_Request:_ Everything from the line that contains "Please point out the reflection" through the final line of the records should be written out exactly, and nothing outside that span.

Lines of data
- - -

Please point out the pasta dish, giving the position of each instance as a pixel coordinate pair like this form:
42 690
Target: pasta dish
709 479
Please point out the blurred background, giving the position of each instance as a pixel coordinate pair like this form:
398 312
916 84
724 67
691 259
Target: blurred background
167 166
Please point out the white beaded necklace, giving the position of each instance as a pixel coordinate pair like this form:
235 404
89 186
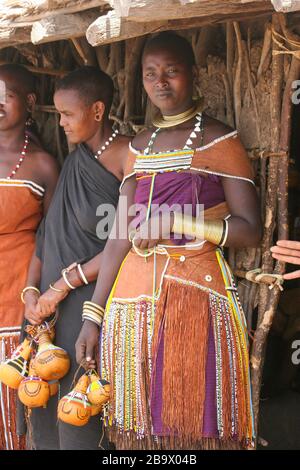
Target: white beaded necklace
107 143
197 129
23 155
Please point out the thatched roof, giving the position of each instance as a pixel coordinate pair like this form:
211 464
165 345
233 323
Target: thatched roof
107 21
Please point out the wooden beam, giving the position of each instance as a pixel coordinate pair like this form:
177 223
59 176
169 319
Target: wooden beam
41 70
12 37
111 28
24 12
55 28
156 10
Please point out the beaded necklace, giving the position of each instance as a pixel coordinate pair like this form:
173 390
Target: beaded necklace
23 154
197 129
106 144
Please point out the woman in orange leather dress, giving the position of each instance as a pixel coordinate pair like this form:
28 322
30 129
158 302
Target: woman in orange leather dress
28 178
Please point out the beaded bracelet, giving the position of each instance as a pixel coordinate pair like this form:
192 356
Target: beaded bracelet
29 288
81 274
64 275
93 312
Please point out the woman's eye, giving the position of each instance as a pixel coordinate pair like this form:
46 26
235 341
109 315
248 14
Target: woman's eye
150 74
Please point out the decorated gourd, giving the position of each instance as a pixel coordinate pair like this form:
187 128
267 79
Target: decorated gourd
98 391
75 408
51 362
96 409
13 371
33 391
54 387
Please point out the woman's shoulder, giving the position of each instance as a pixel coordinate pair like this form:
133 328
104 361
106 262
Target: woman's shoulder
46 166
141 140
214 129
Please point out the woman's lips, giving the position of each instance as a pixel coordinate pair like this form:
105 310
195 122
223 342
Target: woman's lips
163 94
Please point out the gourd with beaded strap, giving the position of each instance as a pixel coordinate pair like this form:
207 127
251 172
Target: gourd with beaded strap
98 391
13 371
33 391
51 362
74 408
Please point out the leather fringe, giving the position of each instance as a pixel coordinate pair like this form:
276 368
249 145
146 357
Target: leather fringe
183 316
9 440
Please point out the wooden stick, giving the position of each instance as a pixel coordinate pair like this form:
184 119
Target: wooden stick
267 301
237 99
41 70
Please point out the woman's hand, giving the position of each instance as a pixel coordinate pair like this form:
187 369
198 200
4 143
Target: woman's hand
289 252
86 345
49 301
150 232
31 300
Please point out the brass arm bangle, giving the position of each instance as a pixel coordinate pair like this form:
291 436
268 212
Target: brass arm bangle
64 275
27 289
55 289
214 231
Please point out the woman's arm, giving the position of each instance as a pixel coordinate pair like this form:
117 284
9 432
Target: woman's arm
48 302
244 225
114 253
289 252
31 296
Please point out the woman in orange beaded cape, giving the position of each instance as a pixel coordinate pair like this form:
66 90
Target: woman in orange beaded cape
174 339
27 180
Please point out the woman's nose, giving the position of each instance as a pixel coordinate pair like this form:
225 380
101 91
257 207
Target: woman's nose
62 121
162 81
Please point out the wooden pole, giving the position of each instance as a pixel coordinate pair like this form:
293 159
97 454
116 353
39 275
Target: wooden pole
276 202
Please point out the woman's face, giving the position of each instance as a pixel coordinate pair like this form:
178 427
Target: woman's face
168 80
76 117
14 109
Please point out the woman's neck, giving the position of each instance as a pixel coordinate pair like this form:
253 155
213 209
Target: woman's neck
102 135
11 139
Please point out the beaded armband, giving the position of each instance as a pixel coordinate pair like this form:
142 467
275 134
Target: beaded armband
93 312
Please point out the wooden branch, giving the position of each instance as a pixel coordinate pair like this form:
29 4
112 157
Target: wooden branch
230 53
267 301
60 27
266 49
102 58
84 50
147 11
237 99
12 37
110 28
23 12
40 70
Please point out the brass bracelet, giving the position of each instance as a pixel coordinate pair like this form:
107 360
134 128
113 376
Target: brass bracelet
94 319
213 231
55 289
95 306
27 289
81 274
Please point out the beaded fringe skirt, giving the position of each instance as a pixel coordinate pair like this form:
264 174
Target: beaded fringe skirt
178 362
9 440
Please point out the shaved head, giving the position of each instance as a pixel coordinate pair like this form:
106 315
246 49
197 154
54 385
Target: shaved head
22 78
171 41
91 84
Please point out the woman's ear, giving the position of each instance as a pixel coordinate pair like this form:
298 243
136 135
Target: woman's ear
99 109
30 102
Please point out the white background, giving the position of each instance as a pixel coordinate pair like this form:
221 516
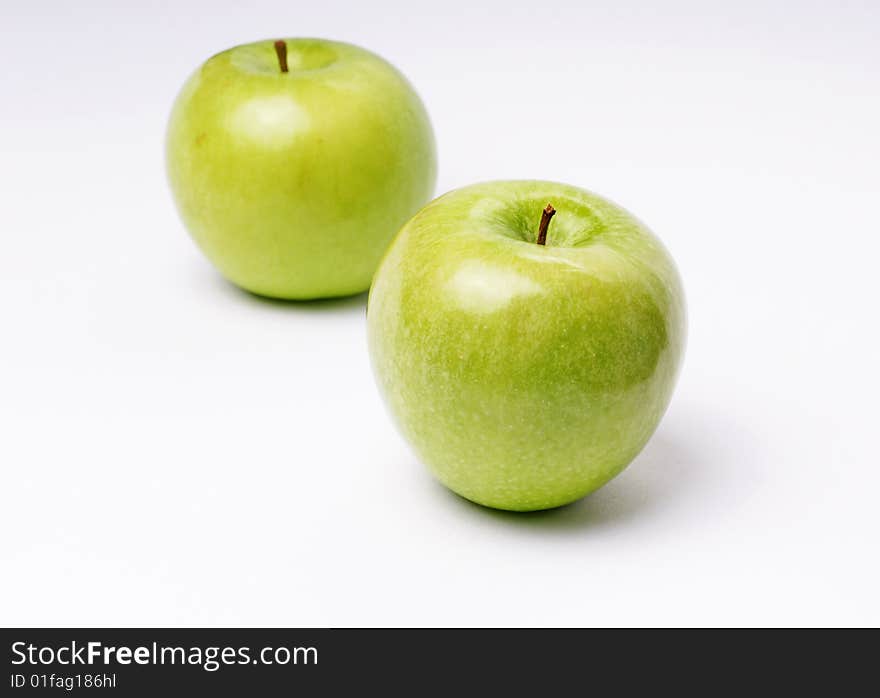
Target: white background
176 452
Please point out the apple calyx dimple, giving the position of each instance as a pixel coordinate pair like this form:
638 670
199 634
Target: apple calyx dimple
546 215
281 52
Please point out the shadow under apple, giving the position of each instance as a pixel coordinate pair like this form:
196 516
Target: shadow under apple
345 304
677 468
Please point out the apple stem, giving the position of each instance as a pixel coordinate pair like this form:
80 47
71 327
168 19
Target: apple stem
281 52
546 215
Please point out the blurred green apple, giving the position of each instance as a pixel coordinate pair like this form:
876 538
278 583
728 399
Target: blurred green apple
526 375
293 163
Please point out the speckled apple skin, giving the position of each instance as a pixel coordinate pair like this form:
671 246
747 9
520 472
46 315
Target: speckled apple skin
526 376
293 184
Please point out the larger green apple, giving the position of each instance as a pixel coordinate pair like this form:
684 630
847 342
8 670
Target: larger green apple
526 375
293 163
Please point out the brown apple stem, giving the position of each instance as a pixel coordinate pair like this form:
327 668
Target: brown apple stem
281 52
546 215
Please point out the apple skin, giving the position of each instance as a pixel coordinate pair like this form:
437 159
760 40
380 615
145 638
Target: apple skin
293 184
526 376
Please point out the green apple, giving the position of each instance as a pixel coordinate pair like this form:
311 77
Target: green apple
526 375
294 162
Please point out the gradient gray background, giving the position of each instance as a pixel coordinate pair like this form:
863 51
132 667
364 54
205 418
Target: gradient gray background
175 452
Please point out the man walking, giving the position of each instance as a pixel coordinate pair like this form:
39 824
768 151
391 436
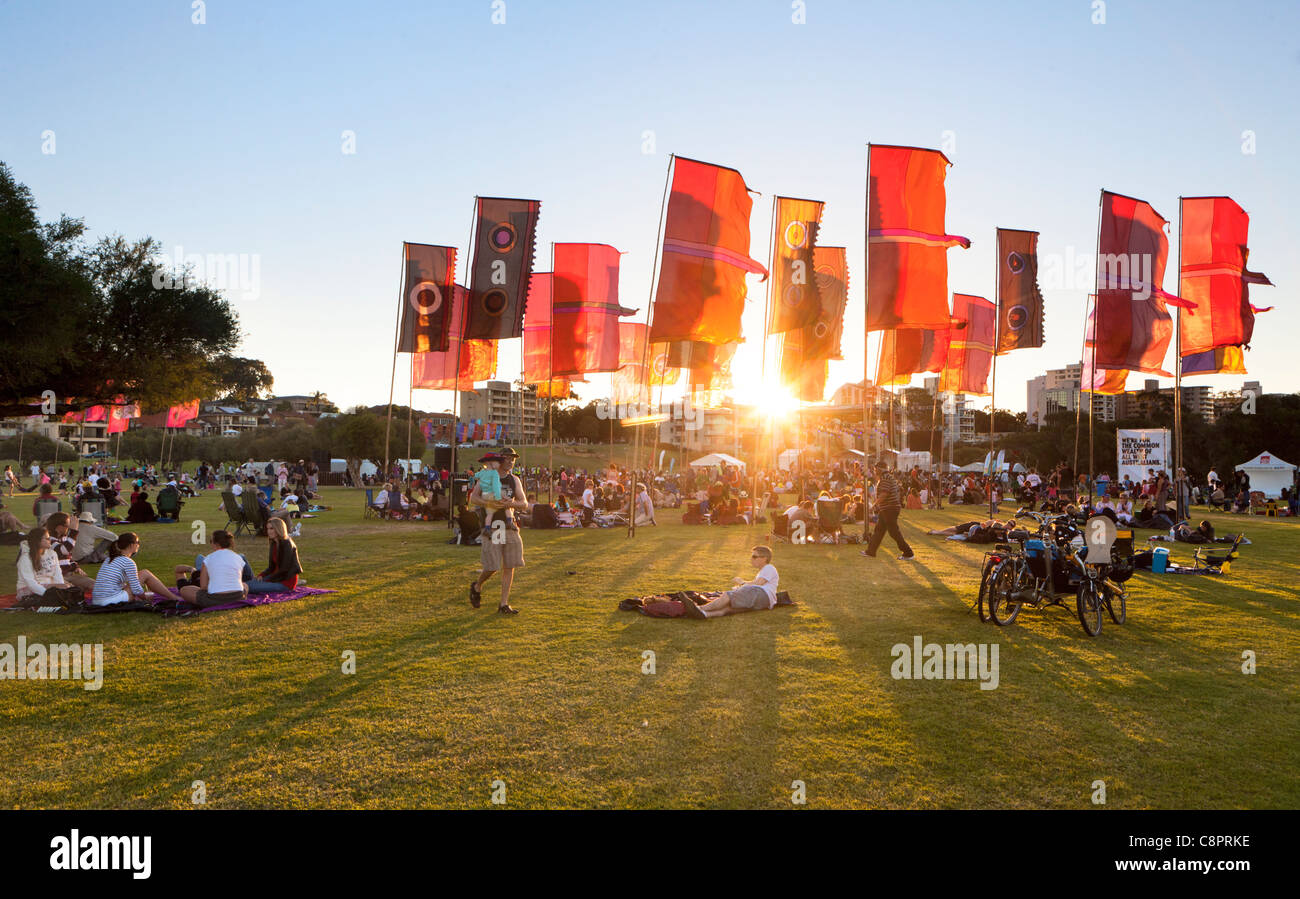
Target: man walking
501 546
888 506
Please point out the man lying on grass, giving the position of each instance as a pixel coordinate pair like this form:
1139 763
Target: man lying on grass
746 596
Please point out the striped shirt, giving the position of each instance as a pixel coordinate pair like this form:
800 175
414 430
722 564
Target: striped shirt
115 576
887 494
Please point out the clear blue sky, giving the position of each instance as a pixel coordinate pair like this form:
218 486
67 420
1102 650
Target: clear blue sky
225 138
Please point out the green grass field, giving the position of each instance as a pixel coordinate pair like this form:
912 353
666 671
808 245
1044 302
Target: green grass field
446 699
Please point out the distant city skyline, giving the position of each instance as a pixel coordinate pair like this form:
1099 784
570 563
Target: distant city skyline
303 144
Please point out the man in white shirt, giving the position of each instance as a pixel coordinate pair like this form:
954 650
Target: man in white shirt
746 595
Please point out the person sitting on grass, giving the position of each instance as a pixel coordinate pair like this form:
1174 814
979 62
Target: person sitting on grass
282 565
9 522
118 580
220 574
142 511
38 565
746 595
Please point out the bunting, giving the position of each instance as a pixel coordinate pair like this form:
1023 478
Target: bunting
705 256
796 302
906 242
429 281
503 263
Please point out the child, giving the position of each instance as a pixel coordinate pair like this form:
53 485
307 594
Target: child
488 480
746 595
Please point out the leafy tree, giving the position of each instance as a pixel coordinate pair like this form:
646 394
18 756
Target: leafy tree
138 329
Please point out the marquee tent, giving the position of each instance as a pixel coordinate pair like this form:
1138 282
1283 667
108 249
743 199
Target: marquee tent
715 459
1269 474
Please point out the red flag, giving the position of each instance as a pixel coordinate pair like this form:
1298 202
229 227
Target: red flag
1132 325
705 256
1019 302
537 330
1214 279
430 277
906 243
178 415
832 286
503 264
437 370
802 372
585 308
794 296
117 420
970 352
1221 360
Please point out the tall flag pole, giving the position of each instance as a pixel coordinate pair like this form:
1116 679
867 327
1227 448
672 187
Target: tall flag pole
1019 307
1179 507
995 469
645 354
393 378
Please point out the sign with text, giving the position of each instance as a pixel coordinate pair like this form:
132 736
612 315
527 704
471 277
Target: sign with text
1140 451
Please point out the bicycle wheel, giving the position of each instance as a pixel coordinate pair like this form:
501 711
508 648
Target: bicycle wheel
984 582
1002 606
1090 607
1113 598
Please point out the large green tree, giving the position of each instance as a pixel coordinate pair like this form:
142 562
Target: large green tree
91 322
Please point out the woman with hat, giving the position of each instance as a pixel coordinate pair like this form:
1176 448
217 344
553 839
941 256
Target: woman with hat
92 541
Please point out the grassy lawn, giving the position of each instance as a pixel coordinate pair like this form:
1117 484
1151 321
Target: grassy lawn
554 702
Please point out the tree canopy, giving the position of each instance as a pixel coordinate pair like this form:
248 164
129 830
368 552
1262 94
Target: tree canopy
91 322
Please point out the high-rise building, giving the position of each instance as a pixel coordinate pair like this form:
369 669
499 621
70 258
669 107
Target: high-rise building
499 403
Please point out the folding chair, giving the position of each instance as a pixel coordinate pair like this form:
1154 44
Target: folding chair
1209 561
830 517
251 512
96 508
234 513
46 508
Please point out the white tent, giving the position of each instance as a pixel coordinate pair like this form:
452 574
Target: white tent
1269 474
715 459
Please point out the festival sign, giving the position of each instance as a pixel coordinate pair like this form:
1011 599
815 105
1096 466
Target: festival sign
1140 451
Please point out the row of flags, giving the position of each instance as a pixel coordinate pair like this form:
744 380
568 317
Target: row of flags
571 318
1129 325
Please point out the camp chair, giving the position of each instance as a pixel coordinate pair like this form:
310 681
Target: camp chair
234 513
46 508
96 508
251 511
780 528
169 504
830 513
1208 561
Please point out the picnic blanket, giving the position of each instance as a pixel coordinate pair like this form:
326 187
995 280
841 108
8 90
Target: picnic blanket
672 606
165 607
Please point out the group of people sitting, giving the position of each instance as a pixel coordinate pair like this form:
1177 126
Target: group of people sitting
51 557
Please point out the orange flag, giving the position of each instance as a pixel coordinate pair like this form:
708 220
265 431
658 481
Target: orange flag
970 352
437 370
705 257
1213 276
794 296
906 243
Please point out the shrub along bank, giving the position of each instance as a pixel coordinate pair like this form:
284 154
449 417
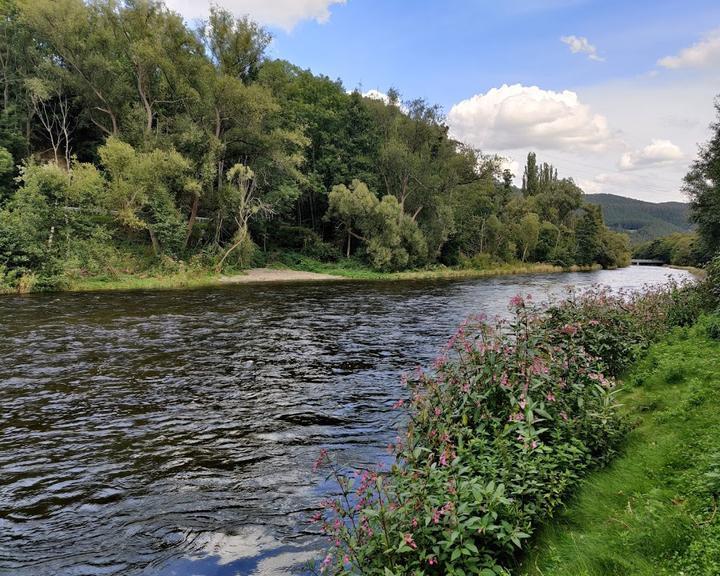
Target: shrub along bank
653 512
510 420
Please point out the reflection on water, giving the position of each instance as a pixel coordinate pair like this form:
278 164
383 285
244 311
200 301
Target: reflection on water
173 433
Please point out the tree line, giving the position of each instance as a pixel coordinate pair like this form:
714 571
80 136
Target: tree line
128 138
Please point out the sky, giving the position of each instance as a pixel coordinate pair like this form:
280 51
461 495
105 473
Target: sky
616 94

- - -

_Task result:_
Please point out the reflection on water, giving the position of each instance as a pixel coordinate pair like this form:
278 164
383 285
244 311
200 301
Target: reflection on water
173 433
Please point out the tree line, giving the position of each instance as a pixel coordinate pair like this form:
714 571
80 136
Target: tree line
128 138
Please point out the sky, giving the position of each instance as a pixel coordinate pair like this form:
280 51
461 495
105 473
Target: sky
616 94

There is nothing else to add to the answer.